▶ **Stated problem**:
Reproduce the rows below word for word, starting at the line that contains "Mark every instance of the ivy-covered" and ending at the final line of the rows.

------------------------------------------------------------------------

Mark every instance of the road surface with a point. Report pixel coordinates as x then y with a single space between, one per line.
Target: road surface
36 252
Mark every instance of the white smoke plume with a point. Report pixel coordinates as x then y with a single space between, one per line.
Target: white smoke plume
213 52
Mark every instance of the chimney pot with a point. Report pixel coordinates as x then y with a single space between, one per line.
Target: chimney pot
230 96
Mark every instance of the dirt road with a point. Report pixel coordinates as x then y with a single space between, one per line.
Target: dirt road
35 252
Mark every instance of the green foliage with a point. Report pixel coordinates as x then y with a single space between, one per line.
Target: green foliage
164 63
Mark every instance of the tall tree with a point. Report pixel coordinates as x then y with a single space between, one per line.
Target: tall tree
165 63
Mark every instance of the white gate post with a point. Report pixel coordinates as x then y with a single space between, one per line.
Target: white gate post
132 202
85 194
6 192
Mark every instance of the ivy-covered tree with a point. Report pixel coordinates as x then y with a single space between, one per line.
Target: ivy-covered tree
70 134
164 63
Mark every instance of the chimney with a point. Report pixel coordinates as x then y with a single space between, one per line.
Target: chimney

------------------------------------------------------------------------

▶ **Completed exercise**:
Mark every instance of the ivy-covered tree with a point. Report pixel coordinates as x then y with a single space between, one per line.
Target: ivy-covered tree
70 134
164 63
Mark every instance of the chimney with a point. Report pixel coordinates as x then y with a single space between, one per line.
Target: chimney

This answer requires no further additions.